---------- TEXTAUSZUG

Eine herbe Niederlage für die rechtspopulistische Schweizer Volkspartei SVP und ein Votum gegen unreflektierte Fremdenfeindlichkeit gab es am Sonntag in der Schweiz: Die „Durchsetzungsinitiative“ zur automatischen „Ausschaffung krimineller Ausländer“ wurde eindeutig abgelehnt. Nach Auszählung aller Stimmen lautete das Ergebnis am Abend: 41,1 Prozent der Abstimmenden votierten für die Initiative und 58,9 Prozent dagegen.

Das ist nicht zuletzt deshalb bemerkenswert und ein Kontrapunkt zur angeblichen allgemeinen Fremdenfeindlichkeit in Europa, weil die SVP in der Bundesversammlung – dem Parlament – mit Abstand die größte Partei ist (29,4 Prozent bei der Wahl 2015, auf Platz zwei lagen die Sozialdemokraten mit ca. 19 Prozent). Auch gab es nur in sechs der 26 Kantone bzw. Halbkantone Mehrheiten für das Begehren: in Uri, Schwyz, Obwalden, Nidwalden, Appenzell Innerrhoden und im italienischsprachigen Tessin. Damit wurde auch das nötige „Ständemehr“ verfehlt.

Rekordverdächtige Beteiligung

Die Beteiligung lag bei für Schweizer Verhältnisse rekordverdächtigen etwa 62 Prozent. In einer zweiten Abstimmung wurde übrigens der Bau einer zweiten Straßenröhre durch den Gotthardtunnel bejaht.

Mit der Initiative wollte die SVP ihre bereits früher vom Volk angenommene Initiative zur Ausschaffung krimineller Fremder verschärfen. Künftig sollte die Ausweisung selbst bei Bagatelldelikten – freilich mithin erst im Wiederholungsfall oder bei Vorstrafen – automatisch erfolgen, ohne richterliche Überprüfung oder Ausnahmen für Eltern minderjähriger Kinder oder für Jugendliche. Damit wären die Grundrechte aller zwei Millionen in der Schweiz lebenden Ausländer, über ein Viertel der Wohnbevölkerung, eingeschränkt worden, meinten Kritiker. Zudem hätte die Initiative gegen die Europäische Menschenrechtskonvention und andere Völkerrechtsverträge sowie das EU-Schweiz-Abkommen über die Personenfreizügigkeit verstoßen. Pendler aus dem Ausland, etwa aus Vorarlberg, hätten damit unter Umständen effektiv ihren Job in der Schweiz verloren.

--------------------

» AUFGABEN
1) Wie viel Prozent der Abstimmenden stimmten laut dem Text über die Schweizer Abstimmung gegen die Durchsetzungsinitiative?
2) Führe den Text über die Schweizer Abstimmung zur Durchsetzungsinitiative nach seinem letzten Satz fort.
Die folgende Liste ist eigenständiges Material und gehört nicht zum Textauszug.

---------- VORLIEGENDE LISTE

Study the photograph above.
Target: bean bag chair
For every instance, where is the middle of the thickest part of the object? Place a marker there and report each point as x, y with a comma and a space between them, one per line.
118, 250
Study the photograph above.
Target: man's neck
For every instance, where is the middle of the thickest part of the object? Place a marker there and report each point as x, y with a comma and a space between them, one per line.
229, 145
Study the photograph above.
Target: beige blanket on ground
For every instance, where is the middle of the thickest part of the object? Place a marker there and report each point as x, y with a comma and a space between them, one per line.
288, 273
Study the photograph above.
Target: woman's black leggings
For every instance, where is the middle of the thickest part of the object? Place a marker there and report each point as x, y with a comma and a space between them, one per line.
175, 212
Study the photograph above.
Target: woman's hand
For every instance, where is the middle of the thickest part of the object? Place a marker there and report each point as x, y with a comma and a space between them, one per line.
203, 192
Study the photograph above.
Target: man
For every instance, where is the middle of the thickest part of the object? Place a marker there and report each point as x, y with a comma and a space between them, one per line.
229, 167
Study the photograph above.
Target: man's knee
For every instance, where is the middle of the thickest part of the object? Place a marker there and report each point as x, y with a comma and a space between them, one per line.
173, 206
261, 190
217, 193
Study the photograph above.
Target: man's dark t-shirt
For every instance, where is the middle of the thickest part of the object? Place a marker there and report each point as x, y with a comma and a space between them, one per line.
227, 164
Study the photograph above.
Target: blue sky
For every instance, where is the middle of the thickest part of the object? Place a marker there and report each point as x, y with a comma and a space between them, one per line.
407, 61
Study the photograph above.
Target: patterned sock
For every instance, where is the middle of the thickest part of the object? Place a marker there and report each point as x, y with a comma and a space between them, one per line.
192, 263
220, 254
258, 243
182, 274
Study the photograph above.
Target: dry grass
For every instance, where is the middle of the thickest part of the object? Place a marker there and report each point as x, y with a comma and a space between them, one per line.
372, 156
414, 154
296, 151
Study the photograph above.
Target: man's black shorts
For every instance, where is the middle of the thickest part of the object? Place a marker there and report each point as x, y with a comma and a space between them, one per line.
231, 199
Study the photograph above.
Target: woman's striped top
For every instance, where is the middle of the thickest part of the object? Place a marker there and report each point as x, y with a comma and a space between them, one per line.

--------------------

» ANTWORTEN
1) 58,9 Prozent.

2)
Bei einer Umfrage im November hatten sich noch mehr als 60 Prozent für ein Ja ausgesprochen. Als „historischen Sieg der Bevölkerung über den totalitären Machtanspruch der SVP“ feierten daher die Schweizer Sozialdemokraten das Ergebnis. Die Gesellschaft sei „erwacht und hat klargemacht, dass sie Rechtsstaat, Minderheitenschutz und Menschlichkeit über Fremdenfeindlichkeit stellt“, so Parteichef Christian Levrat.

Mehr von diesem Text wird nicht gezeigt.